Swap "wooden plank" for "timber board" in the records, beginning at the line that has "Isolate woman's bracelet" and stopping after the line that has "Isolate short black". Write out only those lines, with nothing else changed.
[Begin Material to process]
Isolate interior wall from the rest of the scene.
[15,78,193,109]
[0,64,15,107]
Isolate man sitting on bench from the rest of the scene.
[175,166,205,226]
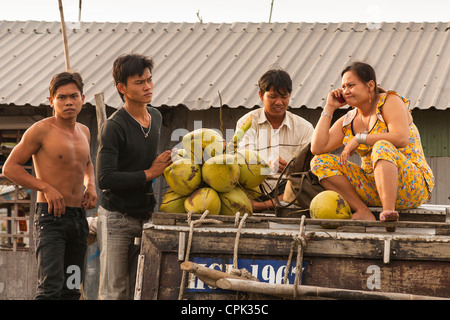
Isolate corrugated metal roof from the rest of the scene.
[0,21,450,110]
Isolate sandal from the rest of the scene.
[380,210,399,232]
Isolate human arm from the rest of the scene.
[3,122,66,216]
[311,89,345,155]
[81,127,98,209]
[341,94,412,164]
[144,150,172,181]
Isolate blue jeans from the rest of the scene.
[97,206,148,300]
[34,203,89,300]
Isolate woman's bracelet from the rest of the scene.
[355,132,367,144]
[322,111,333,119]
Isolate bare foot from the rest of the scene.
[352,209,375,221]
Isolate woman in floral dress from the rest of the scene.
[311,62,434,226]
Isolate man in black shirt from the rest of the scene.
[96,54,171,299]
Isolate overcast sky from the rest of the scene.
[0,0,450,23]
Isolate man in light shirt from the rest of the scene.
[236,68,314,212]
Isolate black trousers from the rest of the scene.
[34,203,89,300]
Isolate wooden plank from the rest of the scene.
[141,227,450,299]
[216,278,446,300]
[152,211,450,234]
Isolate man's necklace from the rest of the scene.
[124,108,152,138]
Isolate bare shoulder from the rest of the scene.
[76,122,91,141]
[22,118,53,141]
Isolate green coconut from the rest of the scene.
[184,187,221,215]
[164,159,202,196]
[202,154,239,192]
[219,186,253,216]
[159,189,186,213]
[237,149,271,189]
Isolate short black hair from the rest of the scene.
[End Material to process]
[Begin Material to process]
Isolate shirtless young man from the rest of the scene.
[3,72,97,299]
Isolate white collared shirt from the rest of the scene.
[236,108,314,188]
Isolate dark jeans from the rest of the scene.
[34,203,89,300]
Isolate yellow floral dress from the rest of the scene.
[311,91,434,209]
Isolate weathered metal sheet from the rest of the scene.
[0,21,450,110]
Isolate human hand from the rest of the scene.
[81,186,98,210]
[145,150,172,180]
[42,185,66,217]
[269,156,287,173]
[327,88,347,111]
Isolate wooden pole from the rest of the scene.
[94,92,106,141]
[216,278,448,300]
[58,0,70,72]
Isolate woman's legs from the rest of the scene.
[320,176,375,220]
[End Material to process]
### Answer to the exercise
Isolate woman's bracelet from the rest of the scene.
[355,132,367,144]
[322,111,333,119]
Isolate bare foot from the rest of the scene.
[352,209,375,221]
Isolate woman in floral dress from the rest of the scene.
[311,62,434,226]
Isolate man in black shirt from the rest of the scene.
[96,54,171,299]
Isolate overcast sky from the rest of the scene.
[0,0,450,23]
Isolate man in light shirt from the rest of the scene.
[236,68,314,212]
Isolate black trousers from the rest of the scene.
[34,203,89,300]
Isolate timber board from the rest of the scene.
[141,227,450,299]
[216,278,446,300]
[152,211,450,234]
Isolate man's necklace from the rest of the scene.
[124,108,152,138]
Isolate bare shoulder from the rest of the scene.
[76,122,91,141]
[22,118,53,141]
Isolate green coconut from the rest of the scene.
[184,187,221,215]
[164,159,202,196]
[202,154,239,192]
[219,186,253,216]
[159,189,186,213]
[237,149,271,189]
Isolate short black hair from the rest of the scene.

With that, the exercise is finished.